Thanks to their zero marginal cost and priority for injection, intermittent renewable energies (EnRi) enjoy the greatest possible freedom to produce according to the whims of the weather, without concern for grid imperatives. The questioning of this privilege last January by the Entso-e report has been postponed until next spring, due to the tensions one imagines between the interests involved. But whatever the content of the current revisions, it seems that the golden age of the free injection of renewable energies into the market must irrevocably bow to the European imperatives of a network that has been restructured for them.
A contested regulator
The European Union’s Agency for the Cooperation of Energy Regulators (ACER) is tasked with ensuring the greatest possible integration of the energy market, in particular by overseeing the application of European regulations.
However, transporting surpluses from renewable energies compromises the functioning of the electricity market by causing structural bottlenecks in its networks as soon as the wind blows, notably between the production of wind turbines in northern Germany and their consumption by German industry in the south. These bottlenecks result in clandestine MWh, or loop flows, which then bypass them via the networks of neighboring countries, without even requesting their use, since their commercial transaction does not leave the same bidding zone. The cost of developing networks to transport these surpluses, which is becoming increasingly unbearable for consumers, is no longer enough to prevent gridlock from growing in parallel with the increase in installed intermittent power. The perverse effects of this have been described in the article “Focus on loop flows” [1], which shows in particular the growing backlog of German grids, despite the 460 billion euros earmarked between 2014 and 2045 for their reinforcement. Covering the cost of these “illegal” MWh is at the heart of a legal battle in which transmission system operators, notably France’s RTE and Germany’s Bundesnertzagentur, have had the decision of regulator ACER [2] condemned by the European Court of Justice, for its authoritarian implementation of a method of settling these costs, even though they had proved incapable of proposing a consensual alternative themselves.

DATA:

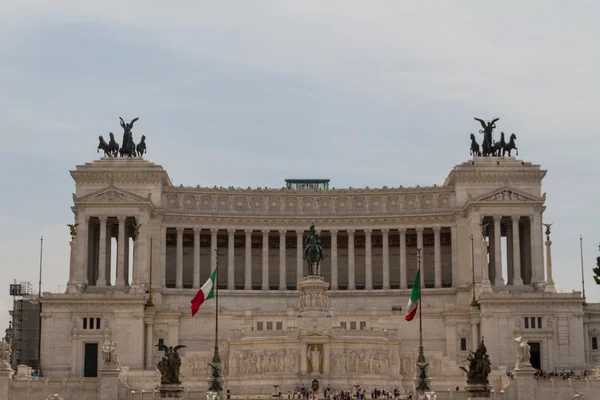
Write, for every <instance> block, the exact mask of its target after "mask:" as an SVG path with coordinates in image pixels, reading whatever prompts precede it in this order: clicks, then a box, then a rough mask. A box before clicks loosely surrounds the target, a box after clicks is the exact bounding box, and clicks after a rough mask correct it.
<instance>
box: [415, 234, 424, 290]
mask: <svg viewBox="0 0 600 400" xmlns="http://www.w3.org/2000/svg"><path fill="white" fill-rule="evenodd" d="M417 249H421V287H422V288H424V287H425V257H424V254H423V253H424V252H425V251H424V249H423V227H422V226H418V227H417ZM415 261H416V260H415Z"/></svg>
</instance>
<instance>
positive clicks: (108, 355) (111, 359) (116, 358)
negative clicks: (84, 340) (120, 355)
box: [102, 340, 121, 368]
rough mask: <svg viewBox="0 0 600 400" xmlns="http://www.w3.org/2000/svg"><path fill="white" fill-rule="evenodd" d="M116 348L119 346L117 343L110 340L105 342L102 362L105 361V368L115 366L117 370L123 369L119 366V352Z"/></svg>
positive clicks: (103, 345) (104, 364)
mask: <svg viewBox="0 0 600 400" xmlns="http://www.w3.org/2000/svg"><path fill="white" fill-rule="evenodd" d="M116 348H117V345H116V344H115V342H112V341H110V340H105V341H104V343H103V344H102V360H104V366H105V367H108V366H113V365H114V366H116V367H117V368H120V367H121V365H120V364H119V358H118V357H117V352H116V351H115V350H116Z"/></svg>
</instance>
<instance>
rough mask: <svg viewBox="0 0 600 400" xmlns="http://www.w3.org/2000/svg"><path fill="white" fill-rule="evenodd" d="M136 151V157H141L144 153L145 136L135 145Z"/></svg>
mask: <svg viewBox="0 0 600 400" xmlns="http://www.w3.org/2000/svg"><path fill="white" fill-rule="evenodd" d="M136 150H137V156H138V157H141V156H143V155H144V153H145V152H146V136H145V135H142V140H141V142H140V143H139V144H138V145H137V147H136Z"/></svg>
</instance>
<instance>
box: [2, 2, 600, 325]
mask: <svg viewBox="0 0 600 400" xmlns="http://www.w3.org/2000/svg"><path fill="white" fill-rule="evenodd" d="M1 3H2V4H1V7H2V12H1V13H0V60H2V62H0V170H1V171H2V173H1V174H0V188H1V191H0V193H1V196H0V283H1V285H2V287H0V329H2V330H3V329H4V328H5V327H7V326H8V320H9V315H8V309H10V308H12V298H11V297H10V296H9V295H8V289H9V283H11V282H13V280H14V279H16V280H17V281H30V282H32V283H33V285H34V287H35V288H37V285H38V274H39V256H40V254H39V248H40V236H42V235H43V237H44V242H43V243H44V252H43V289H42V290H43V291H50V292H57V291H64V289H65V285H66V282H67V280H68V269H69V267H68V263H69V229H68V228H67V226H66V224H67V223H72V222H73V214H72V212H71V209H70V207H71V206H72V193H73V191H74V182H73V180H72V179H71V177H70V175H69V170H72V169H74V168H75V166H76V165H79V164H82V163H85V162H88V161H92V160H94V159H98V158H99V157H100V154H97V153H96V147H97V144H98V135H104V136H105V137H107V135H108V132H115V133H117V137H119V136H120V133H121V132H122V130H121V128H120V127H119V120H118V117H119V116H122V117H123V118H124V119H126V120H130V119H132V118H134V117H139V118H140V119H139V121H138V122H137V123H136V125H135V127H134V136H135V137H138V138H139V135H141V134H144V135H145V136H146V142H147V146H148V155H147V159H149V160H150V161H153V162H155V163H157V164H160V165H162V166H164V167H165V168H166V170H167V171H168V172H169V175H170V176H171V178H172V180H173V182H174V184H176V185H179V184H183V185H191V186H196V185H201V186H213V185H217V186H225V187H227V186H239V187H248V186H252V187H258V186H260V187H265V186H266V187H282V186H283V184H284V179H285V178H289V177H313V178H329V179H331V185H332V186H334V187H338V188H340V187H350V186H352V187H364V186H369V187H381V186H400V185H403V186H415V185H417V184H419V185H421V186H424V185H433V184H438V185H441V184H442V183H443V182H444V179H445V178H446V176H447V175H448V173H449V172H450V170H451V169H452V167H453V166H454V165H456V164H459V163H462V162H464V161H467V160H468V159H469V158H470V156H469V144H470V141H469V134H470V133H471V132H477V130H478V129H479V128H480V126H479V125H478V124H477V122H475V121H474V120H473V117H479V118H483V119H492V118H495V117H499V118H500V121H499V122H498V123H497V125H498V131H504V132H506V133H513V132H514V133H516V135H517V146H518V147H519V159H522V160H525V161H530V162H533V163H536V164H540V165H541V166H542V168H543V169H545V170H547V171H548V174H547V175H546V178H545V179H544V181H543V191H544V192H547V202H546V205H547V209H546V211H545V213H544V222H552V223H554V225H553V227H552V228H553V230H552V242H553V245H552V250H553V251H552V258H553V269H554V279H555V281H556V287H557V288H558V289H559V290H563V291H566V292H571V291H572V290H581V262H580V248H579V238H580V235H583V245H584V247H583V254H584V268H585V280H586V294H587V298H588V301H595V302H598V301H600V286H597V285H595V284H594V283H593V279H592V275H593V274H592V271H591V269H592V267H593V266H595V262H596V257H597V256H599V255H600V253H599V251H598V243H599V242H600V228H599V226H600V206H599V204H600V203H599V202H598V200H597V199H598V197H600V186H599V185H598V172H599V163H598V160H599V159H598V148H599V147H600V139H599V133H600V132H599V129H598V125H597V124H596V122H597V115H598V112H597V107H598V105H599V104H600V95H599V93H600V78H599V75H598V73H597V71H598V70H599V69H600V68H599V67H600V53H598V51H597V47H598V39H597V38H598V37H599V35H600V27H599V26H598V24H597V16H598V15H599V12H600V3H598V2H596V1H578V2H561V1H528V2H522V1H504V2H496V3H491V2H481V1H461V2H451V1H429V2H398V1H383V0H382V1H377V2H375V1H349V0H345V1H327V2H324V1H311V0H303V1H286V0H273V1H258V0H254V1H242V0H239V1H227V0H223V1H219V2H209V1H174V2H164V1H154V0H144V1H133V0H131V1H127V2H123V1H114V0H104V1H102V2H99V1H98V2H81V1H74V0H72V1H66V0H54V1H52V2H48V1H44V2H42V1H28V0H18V1H8V2H7V1H6V0H4V1H2V2H1ZM423 3H425V4H423ZM478 139H479V141H481V139H480V135H478Z"/></svg>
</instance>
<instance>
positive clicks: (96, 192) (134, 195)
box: [75, 186, 150, 203]
mask: <svg viewBox="0 0 600 400" xmlns="http://www.w3.org/2000/svg"><path fill="white" fill-rule="evenodd" d="M75 202H76V203H149V202H150V199H149V198H144V197H142V196H139V195H137V194H135V193H131V192H128V191H126V190H123V189H118V188H116V187H114V186H109V187H106V188H103V189H100V190H98V191H95V192H92V193H88V194H86V195H85V196H81V197H80V198H76V199H75Z"/></svg>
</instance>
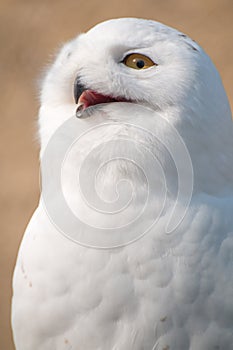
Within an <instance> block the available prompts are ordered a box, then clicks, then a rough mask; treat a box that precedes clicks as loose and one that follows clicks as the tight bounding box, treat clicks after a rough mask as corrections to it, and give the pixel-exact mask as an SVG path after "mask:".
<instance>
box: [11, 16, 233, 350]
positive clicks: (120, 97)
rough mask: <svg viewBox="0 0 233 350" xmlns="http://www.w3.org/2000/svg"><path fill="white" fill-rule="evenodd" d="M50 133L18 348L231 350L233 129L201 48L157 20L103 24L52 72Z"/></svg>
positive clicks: (211, 71) (232, 185) (232, 230)
mask: <svg viewBox="0 0 233 350" xmlns="http://www.w3.org/2000/svg"><path fill="white" fill-rule="evenodd" d="M73 94H74V96H73ZM76 103H77V104H76ZM76 116H77V117H78V118H76ZM39 135H40V140H41V164H42V196H41V200H40V203H39V206H38V208H37V210H36V212H35V213H34V215H33V217H32V219H31V221H30V223H29V225H28V228H27V230H26V233H25V236H24V239H23V241H22V244H21V247H20V250H19V255H18V259H17V263H16V267H15V272H14V281H13V303H12V325H13V333H14V341H15V345H16V349H17V350H52V349H53V350H65V349H67V350H68V349H72V350H155V349H156V350H230V349H233V128H232V120H231V112H230V107H229V103H228V100H227V97H226V94H225V91H224V88H223V86H222V83H221V79H220V77H219V75H218V72H217V71H216V69H215V67H214V65H213V64H212V62H211V60H210V59H209V57H208V56H207V55H206V54H205V53H204V51H203V50H202V49H201V48H200V47H199V46H198V45H197V44H196V43H195V42H194V41H192V40H191V39H190V38H188V37H187V36H186V35H184V34H182V33H180V32H179V31H176V30H174V29H172V28H169V27H167V26H165V25H162V24H160V23H157V22H154V21H149V20H143V19H134V18H123V19H114V20H110V21H106V22H104V23H101V24H99V25H97V26H96V27H94V28H93V29H91V30H89V31H88V32H87V33H85V34H81V35H79V36H78V37H77V38H76V39H74V40H72V41H71V42H69V43H68V44H66V45H65V46H64V47H63V48H62V50H61V52H60V53H59V55H58V57H57V58H56V60H55V63H54V64H53V65H52V66H51V68H50V70H49V71H48V74H47V76H46V78H45V80H44V84H43V87H42V91H41V108H40V112H39Z"/></svg>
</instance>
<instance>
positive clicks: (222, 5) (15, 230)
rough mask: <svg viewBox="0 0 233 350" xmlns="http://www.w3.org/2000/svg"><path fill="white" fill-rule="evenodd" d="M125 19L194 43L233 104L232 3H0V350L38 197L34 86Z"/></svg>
mask: <svg viewBox="0 0 233 350" xmlns="http://www.w3.org/2000/svg"><path fill="white" fill-rule="evenodd" d="M127 16H130V17H144V18H151V19H154V20H158V21H160V22H163V23H165V24H167V25H170V26H173V27H175V28H177V29H179V30H181V31H183V32H185V33H186V34H188V35H190V36H191V37H192V38H193V39H195V40H196V41H197V42H198V43H199V44H200V45H201V46H202V47H204V49H205V50H206V52H207V53H208V54H209V55H210V56H211V58H212V59H213V61H214V63H215V64H216V66H217V68H218V70H219V71H220V74H221V76H222V79H223V83H224V85H225V88H226V90H227V93H228V96H229V99H230V102H231V105H232V106H233V90H232V80H233V48H232V43H233V40H232V39H233V1H232V0H204V1H203V0H196V1H194V0H192V1H191V0H190V1H187V0H136V1H133V0H124V1H112V0H109V1H106V0H105V1H100V0H92V1H89V2H88V1H84V0H76V1H74V0H57V1H55V0H50V1H48V0H40V1H38V0H37V1H36V0H18V1H17V0H0V40H1V50H0V99H1V103H0V111H1V114H0V123H1V128H0V130H1V136H0V142H1V148H0V157H1V172H0V176H1V181H0V184H1V202H0V215H1V219H0V223H1V226H2V227H1V234H0V247H1V253H0V278H1V282H0V349H1V350H13V349H14V347H13V342H12V335H11V328H10V298H11V279H12V272H13V267H14V263H15V259H16V255H17V250H18V247H19V243H20V240H21V238H22V235H23V232H24V229H25V226H26V225H27V222H28V220H29V218H30V216H31V215H32V213H33V211H34V209H35V207H36V205H37V201H38V197H39V164H38V145H37V143H36V138H35V134H36V115H37V110H38V106H39V102H38V98H37V96H38V91H37V81H38V79H39V78H40V76H41V73H42V72H43V69H44V67H45V66H46V64H47V63H48V62H50V60H51V55H52V54H53V53H54V52H55V51H56V49H57V47H58V46H60V45H61V43H63V42H65V41H66V40H68V39H70V38H72V37H74V36H76V35H77V34H78V33H79V32H81V31H86V30H88V29H89V28H90V27H92V26H93V25H95V24H96V23H98V22H101V21H103V20H105V19H108V18H113V17H127ZM35 317H36V315H35ZM31 350H36V349H31ZM51 350H56V349H51ZM82 350H84V349H82ZM181 350H186V349H181ZM197 350H198V349H197Z"/></svg>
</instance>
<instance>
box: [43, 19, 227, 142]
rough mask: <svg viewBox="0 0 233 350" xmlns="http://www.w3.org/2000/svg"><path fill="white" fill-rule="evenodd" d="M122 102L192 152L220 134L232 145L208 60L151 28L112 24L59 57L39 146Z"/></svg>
mask: <svg viewBox="0 0 233 350" xmlns="http://www.w3.org/2000/svg"><path fill="white" fill-rule="evenodd" d="M119 102H120V103H121V105H122V103H130V104H133V105H134V106H137V105H140V106H144V107H147V108H150V109H151V110H153V111H155V112H159V113H162V114H163V116H164V118H166V119H167V120H168V121H169V122H170V123H172V124H173V125H174V126H175V127H176V129H177V130H178V132H179V133H180V134H181V136H182V137H183V138H184V139H185V141H187V142H188V141H189V140H191V141H190V142H191V143H192V144H193V143H198V142H199V143H200V142H202V140H203V139H205V140H206V131H207V130H209V131H210V130H212V132H211V133H209V135H210V138H211V137H212V138H213V142H216V135H215V133H216V131H217V133H218V134H219V132H220V131H219V130H220V129H221V130H222V131H221V136H220V135H219V136H218V137H223V138H226V137H225V136H224V133H227V132H228V130H229V123H230V124H231V112H230V108H229V103H228V100H227V97H226V94H225V91H224V88H223V86H222V83H221V79H220V77H219V75H218V72H217V70H216V69H215V67H214V65H213V64H212V62H211V60H210V58H209V57H208V56H207V55H206V54H205V53H204V51H203V50H202V49H201V48H200V46H198V45H197V44H196V43H195V42H194V41H193V40H191V39H190V38H189V37H187V36H186V35H184V34H182V33H181V32H179V31H177V30H175V29H172V28H169V27H167V26H165V25H163V24H160V23H158V22H154V21H150V20H142V19H135V18H121V19H114V20H109V21H106V22H103V23H101V24H99V25H97V26H95V27H94V28H92V29H91V30H89V31H88V32H87V33H84V34H80V35H79V36H78V37H77V38H75V39H74V40H72V41H70V42H69V43H67V44H66V45H65V46H64V47H63V48H62V49H61V51H60V53H59V54H58V56H57V58H56V60H55V62H54V64H53V65H52V66H51V68H50V70H49V71H48V74H47V76H46V78H45V80H44V84H43V88H42V92H41V109H40V117H39V124H40V135H41V139H43V138H47V139H48V138H49V137H50V136H51V135H52V133H54V132H55V130H56V129H57V127H58V126H59V125H61V124H62V123H64V122H65V121H66V120H67V119H68V118H70V117H72V116H73V115H75V113H76V114H77V116H78V117H83V116H84V115H85V114H86V113H87V112H89V113H87V115H88V116H90V115H94V113H93V112H94V111H95V110H96V108H98V110H99V109H100V108H102V109H103V110H104V109H105V107H108V108H109V106H111V104H114V105H115V104H117V103H119ZM114 108H116V107H114ZM155 118H156V117H155ZM223 120H224V123H223ZM155 127H156V128H157V125H155ZM223 128H225V130H223ZM209 142H212V141H211V140H209ZM191 147H193V145H191Z"/></svg>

GOAL OF THE EXERCISE:
Update the renewable energy text from the words "A contested regulator" through "of European regulations.", replacing "integration" with "harmonization".

RESPONSE BELOW:
A contested regulator
The European Union’s Agency for the Cooperation of Energy Regulators (ACER) is tasked with ensuring the greatest possible harmonization of the energy market, in particular by overseeing the application of European regulations.